Page excerpt =
Lab mishap shows risks of working with dangerous bugs

Lab mishap shows risks of working with dangerous bugs
Despite precautions, a recent mishap shows research on nasty pathogens is still dangerous. WBEZ/Michael De Bonis
Lab mishap shows risks of working with dangerous bugs
Despite precautions, a recent mishap shows research on nasty pathogens is still dangerous. WBEZ/Michael De Bonis

Lab mishap shows risks of working with dangerous bugs

WBEZ brings you fact-based news and information. Sign up for our newsletters to stay up to date on the stories that matter.
Despite precautions, a recent mishap shows research on nasty pathogens is still dangerous. (WBEZ / Michale De Bonis)

In the most recent installment of Clever Apes, I got a taste of what it’s like to work at the highly secure Howard T. Ricketts Laboratory, dealing with extremely unsavory bugs like plague and anthrax (listen here). I saw all the steps researchers take to protect themselves from infection: respirator, multiple airlocks and air filters, biosafety cabinets, full gown and two pairs of gloves, etc. The protocols seemed to make the risk of any contact with the bugs, which are generally present only in tiny amounts anyway, pretty remote. But, as lab director Howard Shuman put it, “We do everything we can possibly imagine to reduce risk to people who are working. That doesn’t mean the risk is zero.”

A recent occurrence at Ricketts’ sister lab, the Cummings Life Science Center on the University of Chicago campus (the university also runs the Ricketts facility), drives this home. A researcher there was infected with the pathogen Bacillus cereus, and required hospitalization and surgery. This is not the worst germ on earth – it’s a common cause of food poisoning. But it happens to be exactly what Ya-Ting Wang, the researcher we spied on in the BSL-3 suite in the story, was working on. Don’t worry, she’s fine.

A researcher handles bacillus cereus in a biosafety cabinet at Ricketts laboratory. (WBEZ / Michael De Bonis)

But the important point here is that the Cummings center researcher would have been using the same protocols while working on B. cereus as the scientists at Ricketts (By the way, B. cereus is considered a level-2 pathogen, but the university has a policy of using the higher-security protocol with it). That means that all the same levels of redundancy and precaution would have been present, and still a likely contamination happened. We can all be thankful it was B. cereus and not something much worse like anthrax.

Excerpted records =
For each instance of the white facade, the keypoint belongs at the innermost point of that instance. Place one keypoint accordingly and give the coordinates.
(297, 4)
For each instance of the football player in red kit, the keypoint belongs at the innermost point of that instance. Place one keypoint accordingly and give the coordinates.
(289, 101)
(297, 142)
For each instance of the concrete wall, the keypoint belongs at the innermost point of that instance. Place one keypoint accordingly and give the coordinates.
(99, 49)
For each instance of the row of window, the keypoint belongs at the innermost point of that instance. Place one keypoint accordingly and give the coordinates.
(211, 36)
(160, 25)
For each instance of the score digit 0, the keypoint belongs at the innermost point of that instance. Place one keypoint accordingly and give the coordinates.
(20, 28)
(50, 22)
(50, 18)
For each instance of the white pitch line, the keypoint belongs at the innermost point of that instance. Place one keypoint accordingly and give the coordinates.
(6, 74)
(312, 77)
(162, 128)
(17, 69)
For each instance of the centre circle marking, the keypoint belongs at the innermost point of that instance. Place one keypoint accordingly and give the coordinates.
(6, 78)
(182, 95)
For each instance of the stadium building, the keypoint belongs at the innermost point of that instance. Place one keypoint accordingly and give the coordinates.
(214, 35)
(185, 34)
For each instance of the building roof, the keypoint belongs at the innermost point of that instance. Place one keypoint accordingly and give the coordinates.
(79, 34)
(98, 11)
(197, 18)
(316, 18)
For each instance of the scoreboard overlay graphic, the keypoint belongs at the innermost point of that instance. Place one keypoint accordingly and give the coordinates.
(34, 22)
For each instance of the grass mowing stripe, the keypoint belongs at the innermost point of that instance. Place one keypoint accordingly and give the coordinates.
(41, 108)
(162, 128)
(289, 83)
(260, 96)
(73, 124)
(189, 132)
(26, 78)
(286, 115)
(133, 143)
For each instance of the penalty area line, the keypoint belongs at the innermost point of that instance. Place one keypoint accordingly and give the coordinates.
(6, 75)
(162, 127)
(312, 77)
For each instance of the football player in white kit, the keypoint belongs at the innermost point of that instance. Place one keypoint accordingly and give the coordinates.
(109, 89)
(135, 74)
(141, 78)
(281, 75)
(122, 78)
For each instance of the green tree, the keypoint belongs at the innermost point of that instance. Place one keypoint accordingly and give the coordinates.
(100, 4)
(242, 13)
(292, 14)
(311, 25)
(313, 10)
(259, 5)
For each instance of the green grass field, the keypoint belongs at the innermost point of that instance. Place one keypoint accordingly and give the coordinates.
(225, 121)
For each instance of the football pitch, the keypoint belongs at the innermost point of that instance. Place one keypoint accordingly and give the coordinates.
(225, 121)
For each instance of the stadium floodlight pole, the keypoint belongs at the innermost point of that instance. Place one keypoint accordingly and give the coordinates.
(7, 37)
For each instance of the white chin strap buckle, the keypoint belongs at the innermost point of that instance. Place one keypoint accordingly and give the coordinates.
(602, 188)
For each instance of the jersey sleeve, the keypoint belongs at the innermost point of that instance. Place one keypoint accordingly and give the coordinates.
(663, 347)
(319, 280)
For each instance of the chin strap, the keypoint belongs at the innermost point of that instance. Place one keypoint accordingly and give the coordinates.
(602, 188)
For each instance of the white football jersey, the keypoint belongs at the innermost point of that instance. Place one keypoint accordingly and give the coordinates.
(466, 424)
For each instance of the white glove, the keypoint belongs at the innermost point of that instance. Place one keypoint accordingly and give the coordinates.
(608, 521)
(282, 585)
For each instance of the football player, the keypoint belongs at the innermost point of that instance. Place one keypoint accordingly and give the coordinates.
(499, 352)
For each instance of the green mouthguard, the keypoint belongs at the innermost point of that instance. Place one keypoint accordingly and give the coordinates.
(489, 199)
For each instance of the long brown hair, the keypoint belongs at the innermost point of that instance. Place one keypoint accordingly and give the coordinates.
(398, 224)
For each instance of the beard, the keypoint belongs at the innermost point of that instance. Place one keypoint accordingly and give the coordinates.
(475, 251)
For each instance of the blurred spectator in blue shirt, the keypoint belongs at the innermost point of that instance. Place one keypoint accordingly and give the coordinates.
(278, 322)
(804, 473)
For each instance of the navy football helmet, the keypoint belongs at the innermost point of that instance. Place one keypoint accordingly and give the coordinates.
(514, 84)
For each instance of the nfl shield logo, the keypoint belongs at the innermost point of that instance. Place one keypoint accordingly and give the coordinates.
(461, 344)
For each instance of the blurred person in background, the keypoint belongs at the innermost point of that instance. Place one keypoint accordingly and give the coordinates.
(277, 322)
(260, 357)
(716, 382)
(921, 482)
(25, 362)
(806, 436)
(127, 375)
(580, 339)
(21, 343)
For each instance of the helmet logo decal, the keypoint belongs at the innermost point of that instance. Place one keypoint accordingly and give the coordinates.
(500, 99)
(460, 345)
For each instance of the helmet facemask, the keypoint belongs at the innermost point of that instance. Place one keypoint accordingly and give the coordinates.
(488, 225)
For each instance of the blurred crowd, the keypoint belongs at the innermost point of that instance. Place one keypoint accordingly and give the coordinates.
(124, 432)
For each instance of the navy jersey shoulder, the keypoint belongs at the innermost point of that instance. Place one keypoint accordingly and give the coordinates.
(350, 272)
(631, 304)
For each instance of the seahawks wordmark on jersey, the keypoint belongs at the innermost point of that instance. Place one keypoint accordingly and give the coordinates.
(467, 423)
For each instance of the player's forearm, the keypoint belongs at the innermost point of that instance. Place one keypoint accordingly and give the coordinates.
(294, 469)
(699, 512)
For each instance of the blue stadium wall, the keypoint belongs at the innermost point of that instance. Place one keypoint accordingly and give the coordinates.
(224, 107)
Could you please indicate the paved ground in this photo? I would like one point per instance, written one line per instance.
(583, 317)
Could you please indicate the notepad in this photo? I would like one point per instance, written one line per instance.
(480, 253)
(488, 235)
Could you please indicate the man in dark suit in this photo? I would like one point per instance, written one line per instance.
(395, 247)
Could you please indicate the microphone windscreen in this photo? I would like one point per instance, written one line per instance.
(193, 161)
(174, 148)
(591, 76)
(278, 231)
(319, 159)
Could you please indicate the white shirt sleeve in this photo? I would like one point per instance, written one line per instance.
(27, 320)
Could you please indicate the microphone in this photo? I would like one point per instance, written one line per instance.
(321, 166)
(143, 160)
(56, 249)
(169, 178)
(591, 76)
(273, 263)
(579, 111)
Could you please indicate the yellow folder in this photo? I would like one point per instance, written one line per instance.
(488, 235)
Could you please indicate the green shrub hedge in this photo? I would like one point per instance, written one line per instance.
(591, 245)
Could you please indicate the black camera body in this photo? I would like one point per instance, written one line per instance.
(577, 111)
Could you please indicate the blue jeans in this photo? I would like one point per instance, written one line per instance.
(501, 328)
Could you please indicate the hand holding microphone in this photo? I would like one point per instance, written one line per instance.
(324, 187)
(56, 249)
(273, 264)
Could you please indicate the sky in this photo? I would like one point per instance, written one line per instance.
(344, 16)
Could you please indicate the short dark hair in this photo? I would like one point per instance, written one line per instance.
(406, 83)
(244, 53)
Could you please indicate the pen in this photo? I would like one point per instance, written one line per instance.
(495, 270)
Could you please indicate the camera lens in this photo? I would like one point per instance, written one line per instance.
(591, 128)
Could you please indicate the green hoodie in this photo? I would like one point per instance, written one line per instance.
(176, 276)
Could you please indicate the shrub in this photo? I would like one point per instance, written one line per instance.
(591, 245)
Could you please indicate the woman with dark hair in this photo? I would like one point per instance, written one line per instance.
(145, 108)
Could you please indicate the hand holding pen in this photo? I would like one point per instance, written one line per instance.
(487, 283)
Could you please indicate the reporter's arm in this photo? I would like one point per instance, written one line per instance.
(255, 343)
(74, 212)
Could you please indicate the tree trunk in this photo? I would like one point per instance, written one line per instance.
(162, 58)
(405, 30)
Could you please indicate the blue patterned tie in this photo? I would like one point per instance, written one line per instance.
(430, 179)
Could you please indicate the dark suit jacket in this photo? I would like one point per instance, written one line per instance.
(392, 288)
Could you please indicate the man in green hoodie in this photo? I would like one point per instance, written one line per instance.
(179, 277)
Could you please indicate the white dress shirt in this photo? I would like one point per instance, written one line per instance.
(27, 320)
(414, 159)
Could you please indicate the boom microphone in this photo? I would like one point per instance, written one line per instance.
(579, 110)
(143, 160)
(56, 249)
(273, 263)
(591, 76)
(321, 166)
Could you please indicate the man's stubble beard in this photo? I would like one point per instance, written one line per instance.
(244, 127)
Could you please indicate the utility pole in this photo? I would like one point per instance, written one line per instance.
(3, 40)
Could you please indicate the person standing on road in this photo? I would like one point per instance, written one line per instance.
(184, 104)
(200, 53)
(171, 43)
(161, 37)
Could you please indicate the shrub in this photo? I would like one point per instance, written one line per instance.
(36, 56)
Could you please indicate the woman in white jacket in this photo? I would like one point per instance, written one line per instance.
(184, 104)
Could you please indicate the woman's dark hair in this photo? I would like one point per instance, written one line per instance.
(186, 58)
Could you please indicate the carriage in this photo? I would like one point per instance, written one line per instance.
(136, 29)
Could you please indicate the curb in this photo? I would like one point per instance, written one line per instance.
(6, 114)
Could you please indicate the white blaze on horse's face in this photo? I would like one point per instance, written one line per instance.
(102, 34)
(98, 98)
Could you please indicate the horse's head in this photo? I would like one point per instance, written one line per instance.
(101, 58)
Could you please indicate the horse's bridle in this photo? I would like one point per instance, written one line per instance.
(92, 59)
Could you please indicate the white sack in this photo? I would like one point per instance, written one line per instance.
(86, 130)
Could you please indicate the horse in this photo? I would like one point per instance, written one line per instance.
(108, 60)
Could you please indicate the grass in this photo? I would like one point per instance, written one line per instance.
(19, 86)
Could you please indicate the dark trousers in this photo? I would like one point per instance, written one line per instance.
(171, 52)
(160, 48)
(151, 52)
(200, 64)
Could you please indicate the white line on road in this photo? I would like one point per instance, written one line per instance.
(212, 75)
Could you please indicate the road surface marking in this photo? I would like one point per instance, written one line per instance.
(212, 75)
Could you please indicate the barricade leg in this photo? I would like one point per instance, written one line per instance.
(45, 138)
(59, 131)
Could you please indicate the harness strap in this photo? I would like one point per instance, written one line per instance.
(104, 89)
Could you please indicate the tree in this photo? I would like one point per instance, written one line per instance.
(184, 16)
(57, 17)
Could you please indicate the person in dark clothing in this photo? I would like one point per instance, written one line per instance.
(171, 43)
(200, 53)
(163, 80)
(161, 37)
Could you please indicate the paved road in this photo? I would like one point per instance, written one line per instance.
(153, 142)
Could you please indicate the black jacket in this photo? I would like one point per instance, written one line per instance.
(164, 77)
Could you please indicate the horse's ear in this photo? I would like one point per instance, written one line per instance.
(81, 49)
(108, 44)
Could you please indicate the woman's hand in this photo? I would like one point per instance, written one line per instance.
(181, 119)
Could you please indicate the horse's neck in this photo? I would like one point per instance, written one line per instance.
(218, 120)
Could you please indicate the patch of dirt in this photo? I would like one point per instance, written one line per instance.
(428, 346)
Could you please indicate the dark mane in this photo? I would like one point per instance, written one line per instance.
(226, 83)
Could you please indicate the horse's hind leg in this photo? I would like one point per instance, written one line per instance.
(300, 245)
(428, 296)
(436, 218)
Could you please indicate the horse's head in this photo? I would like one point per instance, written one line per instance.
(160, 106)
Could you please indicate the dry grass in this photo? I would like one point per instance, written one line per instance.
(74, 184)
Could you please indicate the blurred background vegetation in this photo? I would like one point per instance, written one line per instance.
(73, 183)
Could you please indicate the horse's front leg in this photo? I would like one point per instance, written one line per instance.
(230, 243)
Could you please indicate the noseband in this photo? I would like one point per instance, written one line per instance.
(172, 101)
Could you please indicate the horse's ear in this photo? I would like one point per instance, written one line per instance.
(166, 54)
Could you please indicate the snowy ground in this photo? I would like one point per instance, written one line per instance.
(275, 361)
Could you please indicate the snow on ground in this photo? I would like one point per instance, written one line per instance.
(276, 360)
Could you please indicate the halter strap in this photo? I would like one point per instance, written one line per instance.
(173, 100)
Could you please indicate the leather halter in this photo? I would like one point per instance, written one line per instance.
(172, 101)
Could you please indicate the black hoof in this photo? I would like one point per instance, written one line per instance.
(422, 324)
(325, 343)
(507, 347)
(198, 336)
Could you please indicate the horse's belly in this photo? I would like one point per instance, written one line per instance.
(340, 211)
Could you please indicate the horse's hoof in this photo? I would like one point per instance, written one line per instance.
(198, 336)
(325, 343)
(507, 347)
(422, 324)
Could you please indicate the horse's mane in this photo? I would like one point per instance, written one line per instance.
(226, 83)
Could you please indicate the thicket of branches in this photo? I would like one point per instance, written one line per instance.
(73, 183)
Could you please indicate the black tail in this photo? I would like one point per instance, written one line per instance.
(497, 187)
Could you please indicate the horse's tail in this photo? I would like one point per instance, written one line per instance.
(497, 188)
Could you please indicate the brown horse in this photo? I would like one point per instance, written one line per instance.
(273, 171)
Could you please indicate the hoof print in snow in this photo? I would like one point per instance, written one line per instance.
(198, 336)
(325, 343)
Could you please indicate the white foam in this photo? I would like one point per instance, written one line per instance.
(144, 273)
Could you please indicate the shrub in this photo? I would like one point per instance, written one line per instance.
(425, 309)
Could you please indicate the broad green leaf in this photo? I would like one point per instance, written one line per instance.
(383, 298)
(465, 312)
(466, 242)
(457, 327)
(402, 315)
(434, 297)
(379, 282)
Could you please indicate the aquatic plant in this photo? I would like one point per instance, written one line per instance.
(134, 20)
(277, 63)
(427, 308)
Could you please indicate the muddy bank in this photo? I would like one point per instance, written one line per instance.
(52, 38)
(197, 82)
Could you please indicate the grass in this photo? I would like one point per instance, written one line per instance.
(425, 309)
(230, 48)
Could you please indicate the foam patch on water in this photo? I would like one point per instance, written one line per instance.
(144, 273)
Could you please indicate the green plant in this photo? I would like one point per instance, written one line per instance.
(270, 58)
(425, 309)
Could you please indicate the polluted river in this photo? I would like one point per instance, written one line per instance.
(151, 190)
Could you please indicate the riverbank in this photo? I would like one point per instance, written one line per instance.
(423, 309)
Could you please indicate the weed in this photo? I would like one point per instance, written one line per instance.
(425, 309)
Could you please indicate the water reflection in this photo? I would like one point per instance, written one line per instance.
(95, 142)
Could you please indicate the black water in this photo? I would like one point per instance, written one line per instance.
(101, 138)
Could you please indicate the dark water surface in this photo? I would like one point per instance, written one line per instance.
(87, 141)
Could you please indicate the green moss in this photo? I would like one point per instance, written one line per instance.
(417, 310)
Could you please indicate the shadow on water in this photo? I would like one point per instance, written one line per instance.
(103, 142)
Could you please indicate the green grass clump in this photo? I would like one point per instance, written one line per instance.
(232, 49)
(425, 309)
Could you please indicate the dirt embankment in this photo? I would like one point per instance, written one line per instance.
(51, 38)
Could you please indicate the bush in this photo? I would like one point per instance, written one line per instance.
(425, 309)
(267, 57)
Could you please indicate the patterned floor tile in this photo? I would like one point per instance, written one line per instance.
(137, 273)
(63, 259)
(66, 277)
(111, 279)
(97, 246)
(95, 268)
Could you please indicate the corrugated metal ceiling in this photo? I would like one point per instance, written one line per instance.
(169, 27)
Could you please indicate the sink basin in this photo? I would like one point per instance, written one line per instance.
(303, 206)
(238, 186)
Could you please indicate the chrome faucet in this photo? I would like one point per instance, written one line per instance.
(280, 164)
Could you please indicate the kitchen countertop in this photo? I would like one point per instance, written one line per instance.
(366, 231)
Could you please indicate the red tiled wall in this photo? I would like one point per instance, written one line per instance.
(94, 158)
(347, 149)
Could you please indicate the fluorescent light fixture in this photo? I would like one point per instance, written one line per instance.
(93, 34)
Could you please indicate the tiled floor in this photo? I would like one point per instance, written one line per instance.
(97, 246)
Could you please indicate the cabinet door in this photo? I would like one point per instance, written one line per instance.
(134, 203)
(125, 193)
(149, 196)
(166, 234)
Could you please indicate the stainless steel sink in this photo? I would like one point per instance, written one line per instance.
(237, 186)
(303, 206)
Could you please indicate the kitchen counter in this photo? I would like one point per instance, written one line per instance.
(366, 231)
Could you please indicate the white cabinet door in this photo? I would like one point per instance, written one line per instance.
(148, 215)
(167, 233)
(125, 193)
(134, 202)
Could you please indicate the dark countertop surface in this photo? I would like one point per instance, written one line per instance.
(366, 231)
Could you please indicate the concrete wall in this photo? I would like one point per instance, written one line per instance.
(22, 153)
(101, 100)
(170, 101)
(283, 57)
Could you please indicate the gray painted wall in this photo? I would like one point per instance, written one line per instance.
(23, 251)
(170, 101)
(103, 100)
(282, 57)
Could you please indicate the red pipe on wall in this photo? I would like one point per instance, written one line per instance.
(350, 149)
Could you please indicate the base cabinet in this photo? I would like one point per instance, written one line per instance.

Required action 1 =
In the lab mishap article, what pathogen infected the researcher at the Cummings Life Science Center?
Required action 2 =
Output the part of the lab mishap article that begins at the words "A researcher handles" and stops after "worse like anthrax.".
Required action 3 =
Go on with the article on the lab mishap, picking up after its final sentence.

Written answer 1 =
Bacillus cereus

Written answer 2 =
A researcher handles bacillus cereus in a biosafety cabinet at Ricketts laboratory. (WBEZ / Michael De Bonis)

But the important point here is that the Cummings center researcher would have been using the same protocols while working on B. cereus as the scientists at Ricketts (By the way, B. cereus is considered a level-2 pathogen, but the university has a policy of using the higher-security protocol with it). That means that all the same levels of redundancy and precaution would have been present, and still a likely contamination happened. We can all be thankful it was B. cereus and not something much worse like anthrax.

Written answer 3 =
So how could this happen? I talked with Conrad Gilliam, dean for research and graduate education at the university’s Biological Sciences Division about this.

Hear our interview here:

The investigation is ongoing, but Gilliam shared a number of working assumptions: 1) This was likely a lab-acquired infection, though that’s not confirmed yet; 2) the contamination probably came from a spill by another investigator (meaning researcher), probably without that person realizing it; 3) the patient (identified as a female researcher in published reports) probably touched the spill, which would have had to be at a high concentration to ultimately cause infection, and 4) the patient would have had to touch the contaminated gloved hand to an open wound – which is to say, she likely scratched an itch under her gown or something. All of this is still somewhat speculative, but Gilliam says that’s the best guess right now.

The relevant section of the Cummings lab has been shut down since the end of August and isn’t likely to reopen until at least next week, after which it could take weeks to get back to normal. Meanwhile, the university has moved all the B. cereus research, as well work on similarly classed bugs like Staphylococcus aureus (as in MRSA) off campus and into the Ricketts lab. But as we see here, wherever it’s studied, a little breach in protocol like scratching an itch is all it takes to upend the most carefully conceived protections.